**Task prompt**: Beginning at the line that holds "of the snowboarder", copy the material below exactly through its last line.

**Record extracts**:
=== Section Start ===

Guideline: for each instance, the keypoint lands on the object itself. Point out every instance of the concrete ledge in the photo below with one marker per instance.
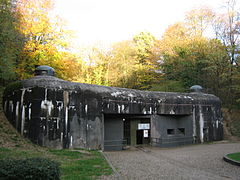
(231, 161)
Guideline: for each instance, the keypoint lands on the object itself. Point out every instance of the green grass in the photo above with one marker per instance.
(234, 156)
(75, 164)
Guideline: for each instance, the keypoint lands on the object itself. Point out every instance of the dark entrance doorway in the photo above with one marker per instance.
(139, 136)
(136, 130)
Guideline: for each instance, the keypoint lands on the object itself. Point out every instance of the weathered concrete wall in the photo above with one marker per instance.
(56, 113)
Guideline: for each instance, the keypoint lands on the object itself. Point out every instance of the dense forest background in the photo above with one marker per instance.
(31, 35)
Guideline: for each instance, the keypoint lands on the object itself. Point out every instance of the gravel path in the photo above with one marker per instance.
(195, 162)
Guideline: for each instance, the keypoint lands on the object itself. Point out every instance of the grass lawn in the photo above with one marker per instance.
(234, 156)
(75, 164)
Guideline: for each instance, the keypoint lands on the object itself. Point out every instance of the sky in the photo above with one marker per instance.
(109, 21)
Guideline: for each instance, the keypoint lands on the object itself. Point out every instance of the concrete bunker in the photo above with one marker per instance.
(61, 114)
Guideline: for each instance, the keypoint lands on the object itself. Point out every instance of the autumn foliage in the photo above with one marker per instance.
(31, 35)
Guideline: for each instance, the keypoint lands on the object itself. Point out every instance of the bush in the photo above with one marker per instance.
(26, 169)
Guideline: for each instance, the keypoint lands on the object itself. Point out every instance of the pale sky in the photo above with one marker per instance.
(108, 21)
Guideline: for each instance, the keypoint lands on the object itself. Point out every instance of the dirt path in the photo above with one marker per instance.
(196, 162)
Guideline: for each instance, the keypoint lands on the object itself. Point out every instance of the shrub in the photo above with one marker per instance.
(27, 169)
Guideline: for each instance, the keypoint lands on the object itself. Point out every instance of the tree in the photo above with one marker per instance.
(11, 40)
(199, 19)
(227, 29)
(45, 39)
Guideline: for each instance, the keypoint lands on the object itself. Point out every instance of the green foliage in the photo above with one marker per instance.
(34, 168)
(234, 156)
(11, 41)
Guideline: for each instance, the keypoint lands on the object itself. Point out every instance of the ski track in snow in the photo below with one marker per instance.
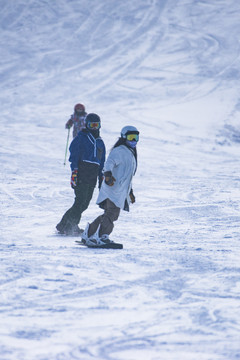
(171, 69)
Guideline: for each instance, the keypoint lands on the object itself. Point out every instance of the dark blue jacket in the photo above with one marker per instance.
(87, 154)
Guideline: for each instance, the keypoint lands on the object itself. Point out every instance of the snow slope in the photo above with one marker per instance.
(170, 68)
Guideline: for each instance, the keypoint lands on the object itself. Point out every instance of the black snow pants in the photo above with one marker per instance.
(72, 217)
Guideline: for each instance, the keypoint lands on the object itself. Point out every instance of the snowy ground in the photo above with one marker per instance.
(171, 68)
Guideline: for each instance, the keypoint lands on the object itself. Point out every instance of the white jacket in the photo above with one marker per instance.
(122, 163)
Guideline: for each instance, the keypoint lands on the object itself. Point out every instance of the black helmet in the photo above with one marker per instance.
(93, 121)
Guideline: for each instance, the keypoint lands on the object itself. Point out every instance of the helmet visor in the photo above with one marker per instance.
(94, 125)
(132, 137)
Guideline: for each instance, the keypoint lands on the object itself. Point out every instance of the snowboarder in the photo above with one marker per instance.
(87, 157)
(116, 191)
(77, 119)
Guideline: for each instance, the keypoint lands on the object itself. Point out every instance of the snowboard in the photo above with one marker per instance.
(105, 246)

=== Section End ===

**Output for this task**:
Guideline: for each instance, the keypoint lands on the object itself. Point out every instance of the snowboarder in the photo above with one marker per instance.
(87, 157)
(116, 191)
(77, 119)
Guideline: for each instance, the keypoint lands on the object itself. Point out every instance of the snowboard in the photo above with one marker per instance.
(105, 246)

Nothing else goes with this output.